» TEXT:
··········

Coronavirus: UK mosques told to prepare for suspension of communal prayers
The Muslim Council of Britain (MCB) and the British Islamic Medical Association (BIMA) told the leaders of UK mosques to prepare for the suspension of congregational prayers amid the coronavirus outbreak.
In a joint statement, the MCB and BIMA said that while they are not yet advising on the immediate suspension of prayer services, it was "highly likely should the outbreak continue at the projected rate".
The number of confirmed coronavirus cases in the UK stood at 798 on Friday, an increase of 208 from the previous day.
In preparation for reduced or cancelled prayer services, mosques were urged to set up video links to live-stream activities and to organise online fundraising channels. Many mosques rely on cash donations from attendees to cover their costs.
Mosques have been closed in several countries, including Kuwait, Singapore, Germany and the United States.

··········

» ACTIONS TO TAKE:
A. According to the article on UK mosques, how many confirmed coronavirus cases did the UK have on Friday?
B. Please transcribe the mosque article from "In a joint statement, the" up to and including "the previous day.".
C. Write the next part of the article on UK mosques and the coronavirus, carrying on after its last sentence.
The lines after this mosque article aren't needed.

» PROVIDED MATERIAL:
··········

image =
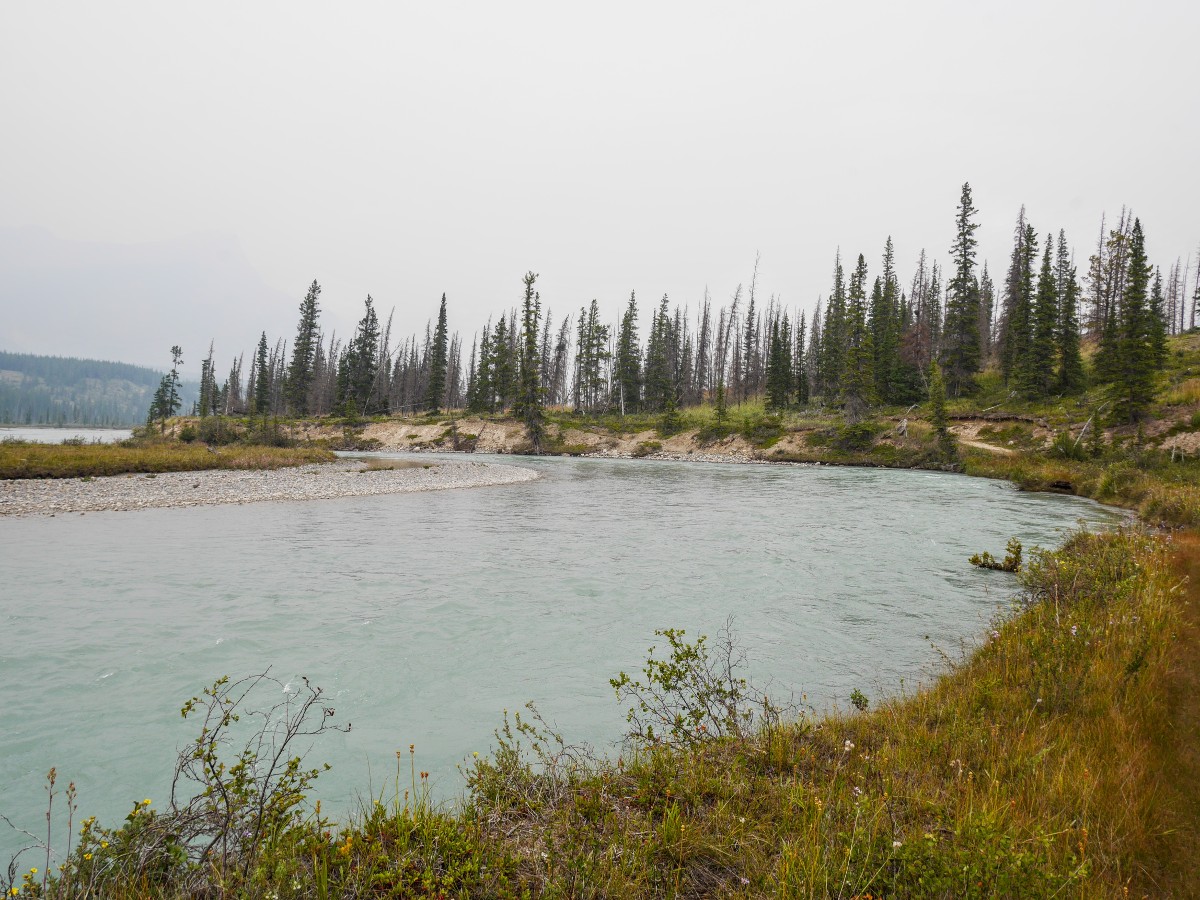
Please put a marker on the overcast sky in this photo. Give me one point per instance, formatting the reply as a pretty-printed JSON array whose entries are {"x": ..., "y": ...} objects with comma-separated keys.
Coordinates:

··········

» TASK-BY-TASK RESULTS:
A. 798

B.
In a joint statement, the MCB and BIMA said that while they are not yet advising on the immediate suspension of prayer services, it was "highly likely should the outbreak continue at the projected rate".
The number of confirmed coronavirus cases in the UK stood at 798 on Friday, an increase of 208 from the previous day.

C.
While UK mosques remain open, the MCB and BIMA asked them to consider shortening sermons and suspending the performance of non-obligatory prayers.
The joint guidance was also directed at Muslim congregants. They were advised to avoid physical contact, perform wudhu (ablution carried out before prayers) at home, bring their own prayer mats and not attend if they feel unwell.
Possibility of evening prayer cancellations
Worshippers were reminded to maintain good general hygiene, and that according to Prophet Muhammad, "cleanliness is half of faith".
According to health officials, older people and those with underlying health conditions are among the most likely to become seriously ill from contracting the coronavirus. As a result, many of them are self-isolating or limiting their public interactions.
Muslims are being encouraged to look out for the most vulnerable in their community, in particular the elderly. The MCB, one of the UK's largest Muslim umbrella organisations, suggested that people should volunteer to carry out daily activities for those in need, and regularly check in with them via phone or video-messaging.
The coronavirus outbreak is highly likely to impact the Islamic month of Ramadan, when Muslims fast during daylight hours. The holy month starts in late-April and will last for 29 or 30 days.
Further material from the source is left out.